Problem to solve: Please repeat exactly the line containing "Your task: point to each instance of the golden" and each line after it in the records below, through the last.

───── Input data ─────

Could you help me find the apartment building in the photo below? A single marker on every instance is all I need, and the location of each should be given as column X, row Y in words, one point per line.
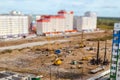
column 115, row 60
column 50, row 24
column 13, row 26
column 86, row 22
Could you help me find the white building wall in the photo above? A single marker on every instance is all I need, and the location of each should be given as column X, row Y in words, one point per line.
column 87, row 22
column 68, row 21
column 13, row 25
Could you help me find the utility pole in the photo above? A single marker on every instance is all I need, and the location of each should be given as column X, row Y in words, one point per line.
column 50, row 74
column 82, row 35
column 105, row 51
column 97, row 57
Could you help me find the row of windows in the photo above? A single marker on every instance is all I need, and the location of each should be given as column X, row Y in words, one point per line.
column 116, row 32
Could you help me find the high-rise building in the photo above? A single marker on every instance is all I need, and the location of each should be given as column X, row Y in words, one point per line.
column 13, row 26
column 86, row 22
column 115, row 60
column 62, row 22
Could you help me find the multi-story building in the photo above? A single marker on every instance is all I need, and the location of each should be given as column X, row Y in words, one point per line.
column 62, row 22
column 115, row 60
column 13, row 26
column 86, row 22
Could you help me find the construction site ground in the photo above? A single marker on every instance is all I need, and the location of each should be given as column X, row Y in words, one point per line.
column 39, row 59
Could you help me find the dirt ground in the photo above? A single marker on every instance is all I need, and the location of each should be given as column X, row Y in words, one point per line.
column 39, row 59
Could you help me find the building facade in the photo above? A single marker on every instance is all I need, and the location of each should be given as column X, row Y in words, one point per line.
column 86, row 22
column 115, row 60
column 62, row 22
column 13, row 26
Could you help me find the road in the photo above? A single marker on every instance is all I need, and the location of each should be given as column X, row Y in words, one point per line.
column 30, row 44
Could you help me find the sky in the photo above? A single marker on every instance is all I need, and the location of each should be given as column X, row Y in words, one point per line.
column 105, row 8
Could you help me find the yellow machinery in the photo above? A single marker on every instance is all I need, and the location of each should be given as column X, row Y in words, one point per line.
column 58, row 61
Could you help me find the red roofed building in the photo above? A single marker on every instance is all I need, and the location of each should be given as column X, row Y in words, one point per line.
column 61, row 22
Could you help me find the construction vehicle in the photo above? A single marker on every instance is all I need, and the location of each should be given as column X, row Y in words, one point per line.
column 97, row 60
column 57, row 62
column 82, row 44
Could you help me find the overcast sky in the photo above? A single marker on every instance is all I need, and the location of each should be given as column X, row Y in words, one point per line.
column 101, row 7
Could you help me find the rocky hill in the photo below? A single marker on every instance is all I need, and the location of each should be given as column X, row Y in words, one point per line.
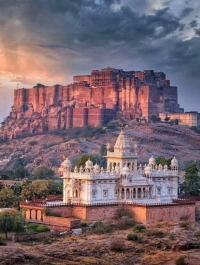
column 152, row 139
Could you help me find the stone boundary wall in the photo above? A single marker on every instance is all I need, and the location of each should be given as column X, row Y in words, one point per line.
column 31, row 236
column 172, row 213
column 147, row 214
column 68, row 222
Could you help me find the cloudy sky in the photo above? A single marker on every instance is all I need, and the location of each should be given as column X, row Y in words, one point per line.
column 49, row 41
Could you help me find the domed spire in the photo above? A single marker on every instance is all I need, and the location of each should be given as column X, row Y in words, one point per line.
column 122, row 144
column 89, row 164
column 66, row 163
column 148, row 170
column 125, row 171
column 174, row 162
column 152, row 161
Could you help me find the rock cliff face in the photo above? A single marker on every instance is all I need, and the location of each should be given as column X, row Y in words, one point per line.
column 90, row 100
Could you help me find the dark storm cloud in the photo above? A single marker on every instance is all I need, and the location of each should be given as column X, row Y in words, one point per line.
column 79, row 35
column 197, row 31
column 193, row 23
column 186, row 12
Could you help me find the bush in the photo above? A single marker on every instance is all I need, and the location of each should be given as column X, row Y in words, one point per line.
column 125, row 223
column 171, row 236
column 117, row 245
column 139, row 228
column 155, row 233
column 132, row 237
column 185, row 224
column 101, row 228
column 49, row 212
column 121, row 212
column 97, row 224
column 83, row 224
column 104, row 229
column 33, row 142
column 42, row 228
column 33, row 227
column 180, row 261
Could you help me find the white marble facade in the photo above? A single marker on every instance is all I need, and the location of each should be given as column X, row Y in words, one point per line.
column 123, row 180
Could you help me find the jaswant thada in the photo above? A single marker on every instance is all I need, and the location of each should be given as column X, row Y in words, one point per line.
column 92, row 193
column 122, row 181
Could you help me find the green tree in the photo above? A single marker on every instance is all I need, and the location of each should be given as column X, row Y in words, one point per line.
column 163, row 161
column 40, row 189
column 18, row 162
column 153, row 118
column 11, row 221
column 166, row 119
column 7, row 197
column 83, row 159
column 21, row 173
column 191, row 186
column 7, row 174
column 17, row 189
column 43, row 172
column 103, row 150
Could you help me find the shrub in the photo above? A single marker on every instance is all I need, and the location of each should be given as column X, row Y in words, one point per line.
column 171, row 236
column 155, row 233
column 132, row 237
column 185, row 224
column 83, row 224
column 32, row 227
column 125, row 223
column 180, row 261
column 121, row 212
column 103, row 229
column 33, row 142
column 139, row 228
column 49, row 212
column 42, row 228
column 117, row 245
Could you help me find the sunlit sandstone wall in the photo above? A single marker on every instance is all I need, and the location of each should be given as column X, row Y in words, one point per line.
column 146, row 214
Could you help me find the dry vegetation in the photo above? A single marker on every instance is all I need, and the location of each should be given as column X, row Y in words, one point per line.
column 163, row 243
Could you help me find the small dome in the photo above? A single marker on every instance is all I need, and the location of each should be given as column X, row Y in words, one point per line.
column 152, row 161
column 148, row 170
column 108, row 146
column 174, row 162
column 66, row 163
column 125, row 170
column 89, row 164
column 96, row 167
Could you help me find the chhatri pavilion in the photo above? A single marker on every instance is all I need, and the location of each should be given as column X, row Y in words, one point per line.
column 122, row 181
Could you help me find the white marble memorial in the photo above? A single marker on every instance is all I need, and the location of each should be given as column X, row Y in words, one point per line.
column 123, row 180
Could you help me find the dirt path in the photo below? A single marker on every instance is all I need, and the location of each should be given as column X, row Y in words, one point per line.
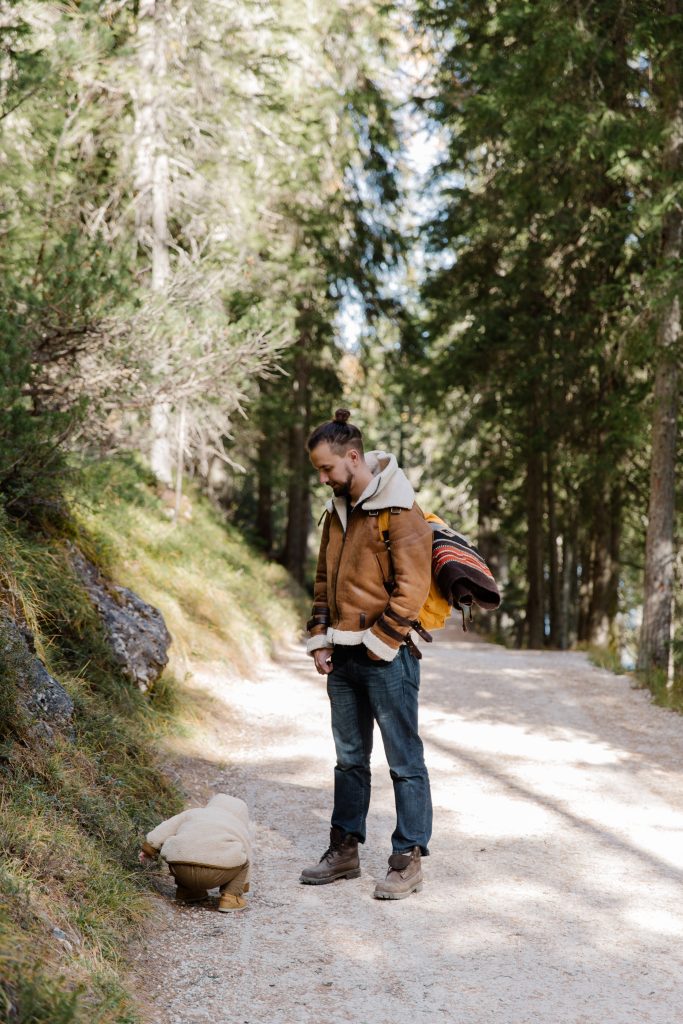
column 553, row 892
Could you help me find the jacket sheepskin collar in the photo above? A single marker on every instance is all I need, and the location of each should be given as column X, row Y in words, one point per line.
column 389, row 487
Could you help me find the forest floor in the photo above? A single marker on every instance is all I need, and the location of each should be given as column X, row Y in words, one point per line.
column 553, row 890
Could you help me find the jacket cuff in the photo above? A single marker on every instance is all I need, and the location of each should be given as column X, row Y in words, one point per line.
column 317, row 642
column 377, row 646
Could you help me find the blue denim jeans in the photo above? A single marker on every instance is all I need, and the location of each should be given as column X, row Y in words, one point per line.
column 363, row 691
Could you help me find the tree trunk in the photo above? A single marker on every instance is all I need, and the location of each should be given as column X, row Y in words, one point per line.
column 535, row 545
column 553, row 558
column 489, row 543
column 567, row 588
column 298, row 505
column 654, row 645
column 584, row 587
column 264, row 495
column 605, row 568
column 152, row 196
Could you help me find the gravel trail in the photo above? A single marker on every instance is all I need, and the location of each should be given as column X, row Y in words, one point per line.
column 553, row 892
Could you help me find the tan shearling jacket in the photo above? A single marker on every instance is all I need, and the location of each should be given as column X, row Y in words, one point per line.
column 351, row 600
column 216, row 836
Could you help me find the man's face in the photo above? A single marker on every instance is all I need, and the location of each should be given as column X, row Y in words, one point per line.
column 335, row 470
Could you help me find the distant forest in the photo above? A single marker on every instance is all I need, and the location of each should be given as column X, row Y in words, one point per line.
column 464, row 221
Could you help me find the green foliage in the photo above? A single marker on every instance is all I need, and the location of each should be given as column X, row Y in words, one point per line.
column 545, row 287
column 72, row 814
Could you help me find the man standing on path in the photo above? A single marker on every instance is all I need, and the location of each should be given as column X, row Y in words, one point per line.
column 367, row 595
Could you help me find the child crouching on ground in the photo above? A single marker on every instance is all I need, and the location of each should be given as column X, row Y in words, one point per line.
column 206, row 847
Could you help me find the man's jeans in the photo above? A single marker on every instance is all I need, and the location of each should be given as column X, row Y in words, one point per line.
column 363, row 691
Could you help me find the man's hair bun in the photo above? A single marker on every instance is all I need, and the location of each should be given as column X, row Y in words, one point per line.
column 338, row 433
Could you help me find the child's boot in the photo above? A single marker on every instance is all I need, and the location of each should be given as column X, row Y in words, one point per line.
column 228, row 901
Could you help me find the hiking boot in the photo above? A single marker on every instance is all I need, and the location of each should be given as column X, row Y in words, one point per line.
column 340, row 860
column 228, row 901
column 403, row 877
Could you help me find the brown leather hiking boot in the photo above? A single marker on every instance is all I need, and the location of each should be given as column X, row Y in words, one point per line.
column 340, row 860
column 403, row 877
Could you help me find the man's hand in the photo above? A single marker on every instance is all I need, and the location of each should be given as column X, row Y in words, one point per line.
column 323, row 658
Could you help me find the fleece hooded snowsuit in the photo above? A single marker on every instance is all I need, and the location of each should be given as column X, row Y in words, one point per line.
column 204, row 844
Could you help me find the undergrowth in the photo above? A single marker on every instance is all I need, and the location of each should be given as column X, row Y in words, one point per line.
column 73, row 811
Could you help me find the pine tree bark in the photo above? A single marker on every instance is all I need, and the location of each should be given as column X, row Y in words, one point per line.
column 654, row 644
column 489, row 543
column 298, row 503
column 264, row 495
column 535, row 546
column 152, row 195
column 605, row 570
column 553, row 558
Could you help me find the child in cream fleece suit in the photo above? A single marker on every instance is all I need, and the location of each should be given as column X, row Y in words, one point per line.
column 205, row 847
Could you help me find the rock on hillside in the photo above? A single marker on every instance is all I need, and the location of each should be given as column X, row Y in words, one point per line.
column 136, row 631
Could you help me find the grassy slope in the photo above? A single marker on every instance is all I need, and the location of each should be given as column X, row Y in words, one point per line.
column 72, row 815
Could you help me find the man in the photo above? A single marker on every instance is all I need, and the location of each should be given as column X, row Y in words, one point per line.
column 365, row 600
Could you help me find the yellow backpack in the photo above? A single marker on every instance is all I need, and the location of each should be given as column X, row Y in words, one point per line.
column 436, row 608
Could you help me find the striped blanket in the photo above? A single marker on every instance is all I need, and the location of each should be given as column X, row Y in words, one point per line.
column 462, row 574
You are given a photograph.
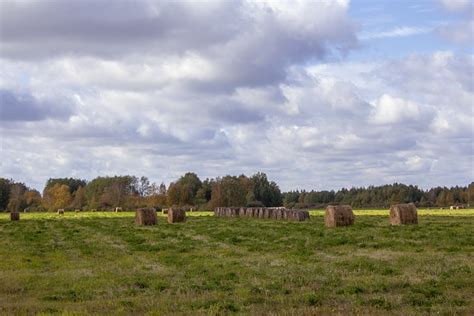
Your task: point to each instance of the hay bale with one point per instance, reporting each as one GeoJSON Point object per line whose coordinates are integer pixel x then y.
{"type": "Point", "coordinates": [402, 214]}
{"type": "Point", "coordinates": [176, 215]}
{"type": "Point", "coordinates": [15, 216]}
{"type": "Point", "coordinates": [145, 216]}
{"type": "Point", "coordinates": [338, 215]}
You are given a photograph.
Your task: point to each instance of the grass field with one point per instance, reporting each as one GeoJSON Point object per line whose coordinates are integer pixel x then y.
{"type": "Point", "coordinates": [103, 263]}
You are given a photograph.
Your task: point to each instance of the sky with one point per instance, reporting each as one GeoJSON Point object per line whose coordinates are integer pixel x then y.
{"type": "Point", "coordinates": [317, 94]}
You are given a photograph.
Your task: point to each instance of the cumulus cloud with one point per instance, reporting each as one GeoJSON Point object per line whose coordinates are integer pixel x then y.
{"type": "Point", "coordinates": [400, 31]}
{"type": "Point", "coordinates": [457, 5]}
{"type": "Point", "coordinates": [159, 88]}
{"type": "Point", "coordinates": [25, 107]}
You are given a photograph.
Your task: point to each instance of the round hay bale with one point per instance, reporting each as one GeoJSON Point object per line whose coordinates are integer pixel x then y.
{"type": "Point", "coordinates": [339, 215]}
{"type": "Point", "coordinates": [145, 216]}
{"type": "Point", "coordinates": [403, 214]}
{"type": "Point", "coordinates": [176, 215]}
{"type": "Point", "coordinates": [15, 216]}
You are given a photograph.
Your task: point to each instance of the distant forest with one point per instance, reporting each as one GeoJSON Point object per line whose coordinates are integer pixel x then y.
{"type": "Point", "coordinates": [129, 192]}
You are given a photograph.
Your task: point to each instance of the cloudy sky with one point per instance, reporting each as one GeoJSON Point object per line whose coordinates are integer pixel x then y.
{"type": "Point", "coordinates": [317, 94]}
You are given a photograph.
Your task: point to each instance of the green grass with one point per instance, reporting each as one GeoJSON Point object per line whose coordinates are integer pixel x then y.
{"type": "Point", "coordinates": [102, 263]}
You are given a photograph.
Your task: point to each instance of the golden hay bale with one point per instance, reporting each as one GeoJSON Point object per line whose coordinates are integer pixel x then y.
{"type": "Point", "coordinates": [401, 214]}
{"type": "Point", "coordinates": [145, 216]}
{"type": "Point", "coordinates": [176, 215]}
{"type": "Point", "coordinates": [339, 215]}
{"type": "Point", "coordinates": [15, 216]}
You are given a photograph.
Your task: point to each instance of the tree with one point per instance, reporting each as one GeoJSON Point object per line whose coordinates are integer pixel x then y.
{"type": "Point", "coordinates": [79, 198]}
{"type": "Point", "coordinates": [111, 191]}
{"type": "Point", "coordinates": [228, 191]}
{"type": "Point", "coordinates": [5, 189]}
{"type": "Point", "coordinates": [57, 197]}
{"type": "Point", "coordinates": [17, 200]}
{"type": "Point", "coordinates": [32, 198]}
{"type": "Point", "coordinates": [264, 191]}
{"type": "Point", "coordinates": [183, 191]}
{"type": "Point", "coordinates": [73, 184]}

─────

Reply:
Your task: point to each instance of the golden hay bale with one point per instance, reporting each as one GeoJSON Point object per line whose coordinates are integer pixel x then y.
{"type": "Point", "coordinates": [401, 214]}
{"type": "Point", "coordinates": [145, 216]}
{"type": "Point", "coordinates": [176, 215]}
{"type": "Point", "coordinates": [339, 215]}
{"type": "Point", "coordinates": [15, 216]}
You are given a photograph.
Your task: point to each instance of the tree with one point per instance, reporting each as one GeoJSON Point object per line whose coordinates are integer pixel x then y.
{"type": "Point", "coordinates": [79, 198]}
{"type": "Point", "coordinates": [111, 191]}
{"type": "Point", "coordinates": [228, 191]}
{"type": "Point", "coordinates": [5, 189]}
{"type": "Point", "coordinates": [57, 197]}
{"type": "Point", "coordinates": [17, 200]}
{"type": "Point", "coordinates": [32, 198]}
{"type": "Point", "coordinates": [264, 191]}
{"type": "Point", "coordinates": [183, 191]}
{"type": "Point", "coordinates": [73, 184]}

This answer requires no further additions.